◆ Exercise requirements ◆
Reproduce word for word the lines of the records below, from the line containing "Guideline: one keypoint per instance of the driver, placed" through the line containing "[(53, 61), (65, 61)]", both lines included.

◆ Data for this exercise ◆
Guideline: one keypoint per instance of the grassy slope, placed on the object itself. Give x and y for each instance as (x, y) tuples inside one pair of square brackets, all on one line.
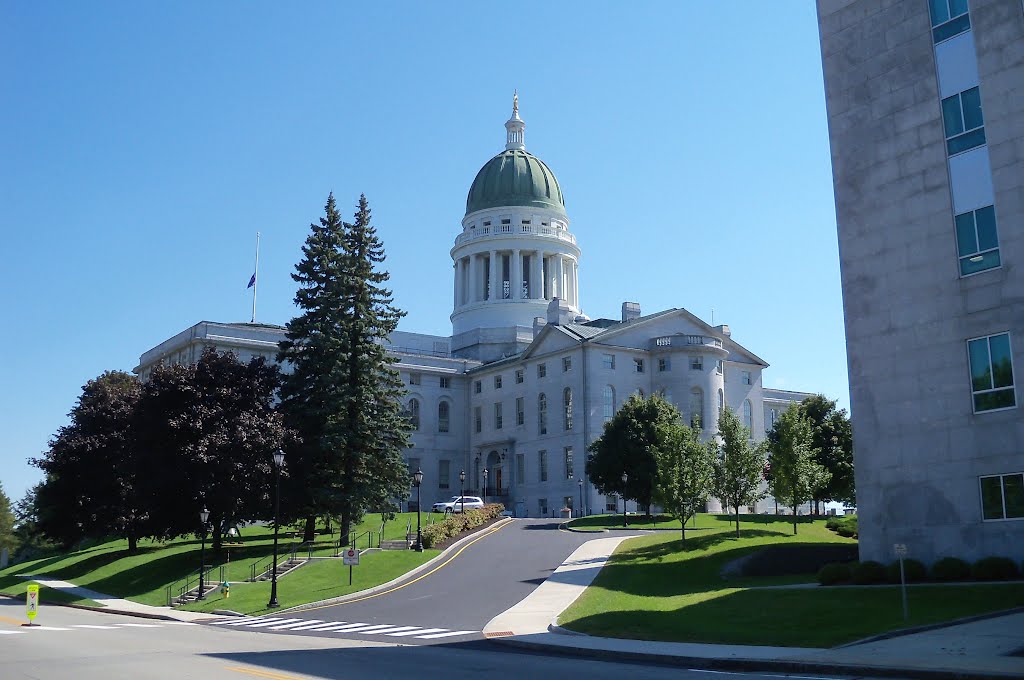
[(142, 578), (653, 590)]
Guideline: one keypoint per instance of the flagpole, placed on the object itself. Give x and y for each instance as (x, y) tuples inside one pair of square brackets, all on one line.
[(256, 275)]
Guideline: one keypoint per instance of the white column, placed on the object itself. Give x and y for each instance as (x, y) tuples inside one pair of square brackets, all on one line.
[(537, 278), (496, 286), (516, 274), (474, 278)]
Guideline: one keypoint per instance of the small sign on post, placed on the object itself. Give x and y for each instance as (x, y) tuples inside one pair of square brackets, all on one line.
[(32, 603), (900, 550), (351, 557)]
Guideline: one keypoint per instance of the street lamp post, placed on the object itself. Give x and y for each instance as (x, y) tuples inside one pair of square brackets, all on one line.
[(418, 479), (626, 478), (204, 515), (462, 491), (279, 461)]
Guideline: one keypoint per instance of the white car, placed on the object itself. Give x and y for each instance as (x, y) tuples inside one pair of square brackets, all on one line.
[(457, 503)]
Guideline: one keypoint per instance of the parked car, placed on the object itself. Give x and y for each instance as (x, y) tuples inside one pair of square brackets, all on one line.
[(456, 504)]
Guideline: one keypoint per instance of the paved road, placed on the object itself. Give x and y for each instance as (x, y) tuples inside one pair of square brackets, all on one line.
[(75, 644), (451, 602)]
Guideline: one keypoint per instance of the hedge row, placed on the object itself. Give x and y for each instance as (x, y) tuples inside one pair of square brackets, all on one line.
[(455, 524), (947, 568)]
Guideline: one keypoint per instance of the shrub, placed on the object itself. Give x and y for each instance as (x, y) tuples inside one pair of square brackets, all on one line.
[(950, 568), (834, 572), (913, 570), (864, 574), (994, 568)]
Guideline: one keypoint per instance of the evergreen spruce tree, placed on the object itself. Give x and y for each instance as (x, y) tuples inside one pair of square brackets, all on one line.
[(343, 395)]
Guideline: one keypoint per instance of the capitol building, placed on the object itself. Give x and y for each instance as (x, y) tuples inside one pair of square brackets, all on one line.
[(525, 382)]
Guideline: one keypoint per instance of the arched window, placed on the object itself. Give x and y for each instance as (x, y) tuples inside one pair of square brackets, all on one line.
[(608, 401), (696, 408), (443, 416), (567, 408), (414, 414), (542, 414)]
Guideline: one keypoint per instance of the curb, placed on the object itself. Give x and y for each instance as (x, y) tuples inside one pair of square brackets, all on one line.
[(786, 666), (394, 582)]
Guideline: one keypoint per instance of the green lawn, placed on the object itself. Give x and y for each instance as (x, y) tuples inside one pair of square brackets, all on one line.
[(653, 590), (109, 568)]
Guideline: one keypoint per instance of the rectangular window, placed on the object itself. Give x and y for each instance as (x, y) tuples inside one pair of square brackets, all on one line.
[(949, 18), (1003, 497), (977, 243), (963, 121), (991, 373)]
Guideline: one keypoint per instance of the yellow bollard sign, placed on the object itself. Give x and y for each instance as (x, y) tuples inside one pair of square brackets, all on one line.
[(32, 602)]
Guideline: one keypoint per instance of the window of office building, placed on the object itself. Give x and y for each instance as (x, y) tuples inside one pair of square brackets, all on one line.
[(963, 121), (1003, 497), (977, 242), (542, 414), (991, 373), (443, 417), (949, 17)]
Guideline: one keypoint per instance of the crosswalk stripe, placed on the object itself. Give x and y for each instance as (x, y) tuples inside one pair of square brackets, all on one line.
[(264, 624), (98, 628), (440, 635), (316, 627), (389, 630), (417, 632), (301, 622)]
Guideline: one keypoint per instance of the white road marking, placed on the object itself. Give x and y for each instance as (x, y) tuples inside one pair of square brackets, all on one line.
[(417, 632), (434, 636)]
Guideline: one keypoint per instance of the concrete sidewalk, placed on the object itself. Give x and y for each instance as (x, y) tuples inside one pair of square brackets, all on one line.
[(979, 648)]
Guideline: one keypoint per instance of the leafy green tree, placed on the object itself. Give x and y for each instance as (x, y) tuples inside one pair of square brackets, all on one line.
[(739, 465), (343, 395), (795, 475), (93, 469), (8, 539), (685, 471), (628, 444), (832, 437), (210, 429)]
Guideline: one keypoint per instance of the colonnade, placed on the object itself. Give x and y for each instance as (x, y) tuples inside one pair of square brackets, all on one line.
[(492, 277)]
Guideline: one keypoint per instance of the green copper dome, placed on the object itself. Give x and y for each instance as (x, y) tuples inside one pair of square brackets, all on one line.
[(515, 177)]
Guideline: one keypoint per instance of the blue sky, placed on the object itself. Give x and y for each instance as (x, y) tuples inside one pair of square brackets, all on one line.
[(143, 144)]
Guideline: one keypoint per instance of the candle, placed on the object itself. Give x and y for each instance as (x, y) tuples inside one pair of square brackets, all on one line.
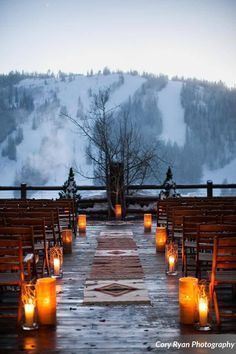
[(46, 300), (118, 211), (147, 222), (67, 240), (187, 299), (161, 238), (29, 314), (82, 223), (203, 311), (171, 264), (56, 265)]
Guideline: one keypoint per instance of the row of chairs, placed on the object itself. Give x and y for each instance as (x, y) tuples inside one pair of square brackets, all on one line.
[(205, 230), (27, 231)]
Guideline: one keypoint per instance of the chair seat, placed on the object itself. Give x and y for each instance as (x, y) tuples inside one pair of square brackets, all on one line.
[(9, 279), (190, 244), (207, 257), (224, 277)]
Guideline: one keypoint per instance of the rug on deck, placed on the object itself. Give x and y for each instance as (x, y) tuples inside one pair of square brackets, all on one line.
[(116, 275)]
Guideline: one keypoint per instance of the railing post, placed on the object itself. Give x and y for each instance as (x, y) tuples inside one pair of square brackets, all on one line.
[(209, 189), (23, 191)]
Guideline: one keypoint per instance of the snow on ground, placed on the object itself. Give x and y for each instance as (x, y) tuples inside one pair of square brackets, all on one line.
[(172, 111), (220, 175)]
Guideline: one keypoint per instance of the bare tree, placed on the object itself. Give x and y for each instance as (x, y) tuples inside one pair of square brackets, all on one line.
[(114, 138)]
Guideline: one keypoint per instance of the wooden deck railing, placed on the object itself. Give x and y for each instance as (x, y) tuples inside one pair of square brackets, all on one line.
[(209, 187)]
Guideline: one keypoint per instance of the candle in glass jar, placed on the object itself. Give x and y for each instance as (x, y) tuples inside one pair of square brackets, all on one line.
[(203, 311), (171, 263), (147, 220), (29, 314), (187, 299), (56, 265), (67, 240), (161, 238), (46, 300), (82, 223), (118, 211)]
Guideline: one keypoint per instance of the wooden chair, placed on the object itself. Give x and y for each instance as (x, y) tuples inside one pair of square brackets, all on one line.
[(40, 242), (25, 234), (189, 239), (205, 240), (223, 273), (11, 274)]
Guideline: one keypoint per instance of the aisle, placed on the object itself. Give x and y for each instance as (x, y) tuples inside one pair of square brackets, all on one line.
[(116, 276)]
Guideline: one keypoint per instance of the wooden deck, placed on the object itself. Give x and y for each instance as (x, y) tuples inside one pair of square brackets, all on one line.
[(111, 328)]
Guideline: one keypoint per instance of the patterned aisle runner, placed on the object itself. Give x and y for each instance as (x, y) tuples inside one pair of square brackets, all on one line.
[(116, 276)]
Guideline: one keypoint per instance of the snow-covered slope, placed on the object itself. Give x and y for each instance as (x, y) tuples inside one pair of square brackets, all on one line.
[(53, 144), (172, 113)]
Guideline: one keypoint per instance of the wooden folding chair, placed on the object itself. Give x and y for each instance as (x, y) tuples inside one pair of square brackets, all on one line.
[(25, 234), (11, 274), (40, 242), (205, 241), (223, 273), (189, 239)]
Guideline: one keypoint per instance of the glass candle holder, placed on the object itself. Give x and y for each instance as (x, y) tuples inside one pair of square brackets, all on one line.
[(171, 256), (67, 240), (147, 222), (118, 211), (161, 238), (82, 223), (187, 299), (203, 323), (56, 261), (28, 299), (46, 301)]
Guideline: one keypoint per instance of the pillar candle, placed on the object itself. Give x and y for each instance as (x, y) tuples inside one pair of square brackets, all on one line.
[(67, 240), (56, 265), (82, 223), (203, 311), (161, 238), (147, 222), (118, 211), (187, 299), (46, 300), (29, 314)]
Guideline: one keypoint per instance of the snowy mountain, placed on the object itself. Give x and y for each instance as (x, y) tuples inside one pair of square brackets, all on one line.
[(38, 144)]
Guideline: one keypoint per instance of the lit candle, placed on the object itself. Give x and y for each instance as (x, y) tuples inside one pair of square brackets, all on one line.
[(171, 263), (29, 314), (67, 240), (82, 223), (118, 211), (203, 311), (56, 265), (46, 300), (187, 299), (161, 238), (147, 222)]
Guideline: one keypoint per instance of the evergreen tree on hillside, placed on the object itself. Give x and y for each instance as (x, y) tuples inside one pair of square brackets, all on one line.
[(70, 188), (169, 186)]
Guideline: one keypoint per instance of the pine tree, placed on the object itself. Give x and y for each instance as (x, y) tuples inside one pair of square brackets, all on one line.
[(169, 186), (70, 188)]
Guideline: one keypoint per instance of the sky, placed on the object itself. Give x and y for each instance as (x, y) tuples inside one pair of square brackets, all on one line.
[(189, 38)]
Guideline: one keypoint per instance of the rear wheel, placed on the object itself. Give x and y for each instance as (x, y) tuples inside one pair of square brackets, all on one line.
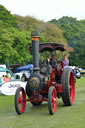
[(68, 83), (30, 94), (52, 102), (20, 100)]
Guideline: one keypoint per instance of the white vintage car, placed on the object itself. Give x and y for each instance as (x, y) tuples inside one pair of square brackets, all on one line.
[(9, 88)]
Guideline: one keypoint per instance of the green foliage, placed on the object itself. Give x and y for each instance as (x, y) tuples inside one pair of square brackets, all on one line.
[(15, 34), (74, 32), (6, 17)]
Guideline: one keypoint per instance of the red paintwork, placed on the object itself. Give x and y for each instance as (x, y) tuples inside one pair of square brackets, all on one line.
[(71, 88), (59, 89)]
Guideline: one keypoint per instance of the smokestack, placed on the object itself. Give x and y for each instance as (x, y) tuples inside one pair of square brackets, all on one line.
[(35, 49)]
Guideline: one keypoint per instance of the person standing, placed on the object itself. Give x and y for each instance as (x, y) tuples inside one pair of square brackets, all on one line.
[(65, 61)]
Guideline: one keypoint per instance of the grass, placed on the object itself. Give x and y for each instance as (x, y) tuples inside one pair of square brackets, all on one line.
[(38, 117)]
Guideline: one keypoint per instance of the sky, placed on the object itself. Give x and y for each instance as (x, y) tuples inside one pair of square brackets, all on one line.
[(46, 9)]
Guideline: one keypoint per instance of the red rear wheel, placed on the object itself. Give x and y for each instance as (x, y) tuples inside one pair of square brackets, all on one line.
[(52, 102), (20, 100), (68, 83)]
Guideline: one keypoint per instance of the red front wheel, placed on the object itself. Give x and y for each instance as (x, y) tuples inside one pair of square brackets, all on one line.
[(68, 83), (52, 101), (20, 100)]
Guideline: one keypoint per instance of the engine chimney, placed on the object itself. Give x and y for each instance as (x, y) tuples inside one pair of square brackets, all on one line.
[(35, 49)]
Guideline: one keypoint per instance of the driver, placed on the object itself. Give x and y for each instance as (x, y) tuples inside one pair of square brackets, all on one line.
[(53, 61), (65, 61)]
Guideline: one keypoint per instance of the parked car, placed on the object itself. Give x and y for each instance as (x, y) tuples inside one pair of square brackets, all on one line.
[(9, 88)]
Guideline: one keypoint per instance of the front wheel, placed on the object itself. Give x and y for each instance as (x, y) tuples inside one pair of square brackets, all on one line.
[(20, 100), (68, 83), (52, 101)]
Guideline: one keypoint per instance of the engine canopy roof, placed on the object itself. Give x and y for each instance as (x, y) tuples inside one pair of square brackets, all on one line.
[(52, 47)]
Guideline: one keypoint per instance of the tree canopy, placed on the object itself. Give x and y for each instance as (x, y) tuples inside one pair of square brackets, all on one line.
[(74, 33)]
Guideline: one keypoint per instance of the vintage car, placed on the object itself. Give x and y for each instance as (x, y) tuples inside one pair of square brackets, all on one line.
[(46, 83), (10, 87)]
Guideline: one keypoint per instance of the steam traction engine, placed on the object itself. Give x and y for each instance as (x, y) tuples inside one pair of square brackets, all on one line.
[(46, 83)]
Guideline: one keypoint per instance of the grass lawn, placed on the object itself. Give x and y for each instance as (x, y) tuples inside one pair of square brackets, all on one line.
[(38, 117)]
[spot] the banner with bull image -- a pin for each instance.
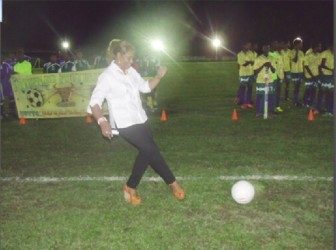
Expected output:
(54, 95)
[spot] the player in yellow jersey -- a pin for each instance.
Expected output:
(285, 54)
(245, 60)
(297, 58)
(278, 75)
(311, 64)
(263, 68)
(327, 84)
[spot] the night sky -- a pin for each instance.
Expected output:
(184, 26)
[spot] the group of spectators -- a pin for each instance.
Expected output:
(278, 64)
(19, 63)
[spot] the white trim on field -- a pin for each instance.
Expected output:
(43, 179)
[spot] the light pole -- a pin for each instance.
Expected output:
(216, 43)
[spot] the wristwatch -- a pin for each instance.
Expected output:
(101, 119)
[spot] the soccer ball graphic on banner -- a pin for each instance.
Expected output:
(242, 192)
(34, 98)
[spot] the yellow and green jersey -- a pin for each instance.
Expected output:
(286, 58)
(329, 62)
(277, 59)
(310, 50)
(23, 68)
(297, 67)
(242, 58)
(255, 55)
(261, 77)
(312, 61)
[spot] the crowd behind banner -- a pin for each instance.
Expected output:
(51, 94)
(279, 65)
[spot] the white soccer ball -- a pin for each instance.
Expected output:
(242, 192)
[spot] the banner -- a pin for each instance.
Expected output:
(54, 95)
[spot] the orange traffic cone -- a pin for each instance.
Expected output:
(88, 118)
(311, 115)
(163, 116)
(22, 120)
(234, 115)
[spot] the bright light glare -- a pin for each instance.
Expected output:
(216, 42)
(157, 45)
(65, 44)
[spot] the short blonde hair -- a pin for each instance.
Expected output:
(118, 46)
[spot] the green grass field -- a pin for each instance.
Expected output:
(201, 143)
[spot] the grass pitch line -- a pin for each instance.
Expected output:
(45, 179)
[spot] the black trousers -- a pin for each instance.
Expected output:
(140, 136)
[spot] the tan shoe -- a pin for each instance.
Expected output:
(177, 190)
(131, 196)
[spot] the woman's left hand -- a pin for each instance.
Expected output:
(161, 72)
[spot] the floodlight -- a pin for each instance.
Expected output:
(157, 45)
(216, 42)
(65, 44)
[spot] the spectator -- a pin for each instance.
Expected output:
(100, 61)
(52, 66)
(80, 63)
(68, 65)
(22, 66)
(6, 89)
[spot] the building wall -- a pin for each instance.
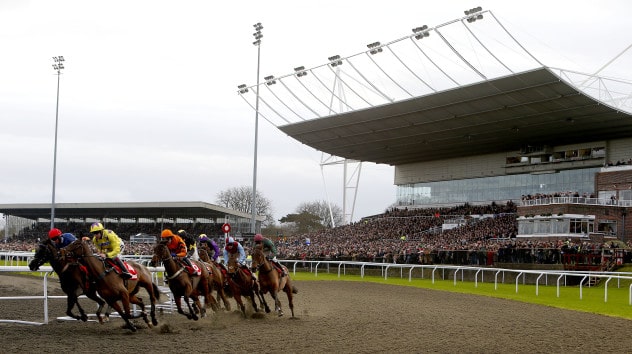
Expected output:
(617, 180)
(496, 164)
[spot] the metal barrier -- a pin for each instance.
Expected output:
(47, 271)
(341, 266)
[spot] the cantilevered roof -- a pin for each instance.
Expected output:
(102, 211)
(529, 108)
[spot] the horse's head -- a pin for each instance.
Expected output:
(204, 255)
(161, 253)
(76, 250)
(232, 265)
(41, 256)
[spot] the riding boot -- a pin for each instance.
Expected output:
(124, 273)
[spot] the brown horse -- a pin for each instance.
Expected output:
(271, 281)
(242, 283)
(217, 277)
(185, 285)
(72, 278)
(112, 288)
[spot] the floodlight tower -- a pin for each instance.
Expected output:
(258, 35)
(58, 66)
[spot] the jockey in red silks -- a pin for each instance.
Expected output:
(176, 246)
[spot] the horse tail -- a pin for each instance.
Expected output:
(156, 290)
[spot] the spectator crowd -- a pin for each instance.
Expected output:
(481, 234)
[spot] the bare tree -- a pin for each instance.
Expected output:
(321, 209)
(240, 199)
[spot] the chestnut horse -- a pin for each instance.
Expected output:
(217, 277)
(242, 283)
(185, 285)
(73, 279)
(112, 288)
(271, 281)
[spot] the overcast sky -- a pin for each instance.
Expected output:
(148, 109)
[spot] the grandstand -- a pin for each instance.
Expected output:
(475, 125)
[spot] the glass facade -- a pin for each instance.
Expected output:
(499, 188)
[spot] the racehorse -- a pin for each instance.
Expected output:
(183, 284)
(217, 277)
(242, 283)
(271, 281)
(73, 279)
(112, 288)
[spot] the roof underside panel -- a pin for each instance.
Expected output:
(498, 115)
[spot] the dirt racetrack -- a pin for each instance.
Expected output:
(334, 317)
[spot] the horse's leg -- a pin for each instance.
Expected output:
(125, 300)
(71, 300)
(154, 296)
(178, 300)
(138, 301)
(277, 302)
(290, 297)
(123, 311)
(258, 292)
(195, 301)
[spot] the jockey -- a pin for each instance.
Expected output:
(108, 245)
(212, 245)
(233, 247)
(177, 246)
(189, 241)
(61, 240)
(269, 250)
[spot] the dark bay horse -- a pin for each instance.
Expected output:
(242, 283)
(112, 288)
(185, 285)
(271, 281)
(218, 281)
(72, 278)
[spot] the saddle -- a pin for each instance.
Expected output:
(195, 270)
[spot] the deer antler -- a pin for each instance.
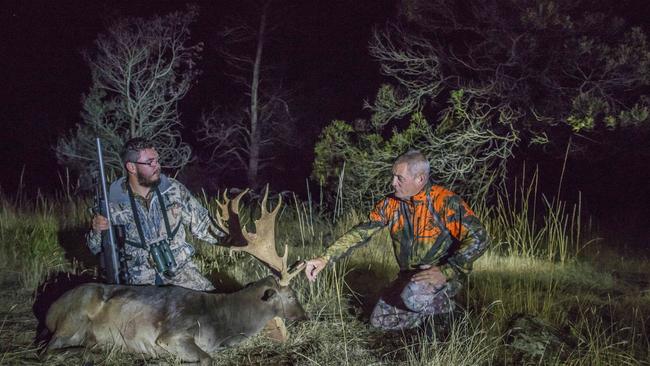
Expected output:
(260, 244)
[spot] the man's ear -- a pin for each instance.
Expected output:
(421, 179)
(130, 167)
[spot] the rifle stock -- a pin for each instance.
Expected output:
(113, 264)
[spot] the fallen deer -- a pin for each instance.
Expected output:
(174, 320)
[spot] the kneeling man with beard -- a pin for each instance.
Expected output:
(155, 211)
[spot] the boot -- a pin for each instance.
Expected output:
(276, 330)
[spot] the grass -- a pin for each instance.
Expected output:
(542, 263)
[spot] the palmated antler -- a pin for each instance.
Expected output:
(260, 244)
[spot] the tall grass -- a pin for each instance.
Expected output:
(532, 267)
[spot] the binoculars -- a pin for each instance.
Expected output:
(162, 257)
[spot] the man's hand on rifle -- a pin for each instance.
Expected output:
(100, 223)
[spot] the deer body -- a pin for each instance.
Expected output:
(159, 320)
(186, 323)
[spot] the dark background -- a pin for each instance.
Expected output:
(325, 47)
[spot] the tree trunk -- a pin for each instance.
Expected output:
(255, 133)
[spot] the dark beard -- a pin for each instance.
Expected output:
(145, 182)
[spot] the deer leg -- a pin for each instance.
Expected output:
(184, 347)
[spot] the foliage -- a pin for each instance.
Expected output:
(247, 134)
(466, 149)
(141, 69)
(552, 61)
(527, 71)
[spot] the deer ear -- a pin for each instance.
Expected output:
(269, 294)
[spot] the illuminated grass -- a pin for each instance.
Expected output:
(537, 266)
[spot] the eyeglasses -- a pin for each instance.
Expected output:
(149, 163)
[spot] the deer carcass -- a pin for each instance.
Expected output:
(186, 323)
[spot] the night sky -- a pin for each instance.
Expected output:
(44, 74)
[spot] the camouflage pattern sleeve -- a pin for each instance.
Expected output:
(201, 225)
(94, 241)
(358, 235)
(471, 236)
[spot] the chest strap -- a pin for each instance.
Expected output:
(138, 224)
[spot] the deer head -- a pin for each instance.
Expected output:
(261, 243)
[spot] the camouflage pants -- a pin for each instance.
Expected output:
(187, 276)
(405, 304)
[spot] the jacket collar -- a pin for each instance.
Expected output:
(422, 195)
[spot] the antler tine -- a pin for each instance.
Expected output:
(261, 244)
(222, 212)
(229, 217)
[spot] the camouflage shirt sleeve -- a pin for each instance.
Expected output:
(358, 235)
(470, 234)
(201, 224)
(94, 241)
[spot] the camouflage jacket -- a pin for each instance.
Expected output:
(183, 211)
(434, 227)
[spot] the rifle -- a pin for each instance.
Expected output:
(112, 257)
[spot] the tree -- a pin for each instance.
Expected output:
(493, 78)
(141, 68)
(241, 135)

◆ Exercise response ◆
Guideline: one keypoint per instance of the driver, placed on the object itself. Give x and y for each instance as (x, y) tuples inside one pair of square brackets, all on one line.
[(53, 61), (65, 61)]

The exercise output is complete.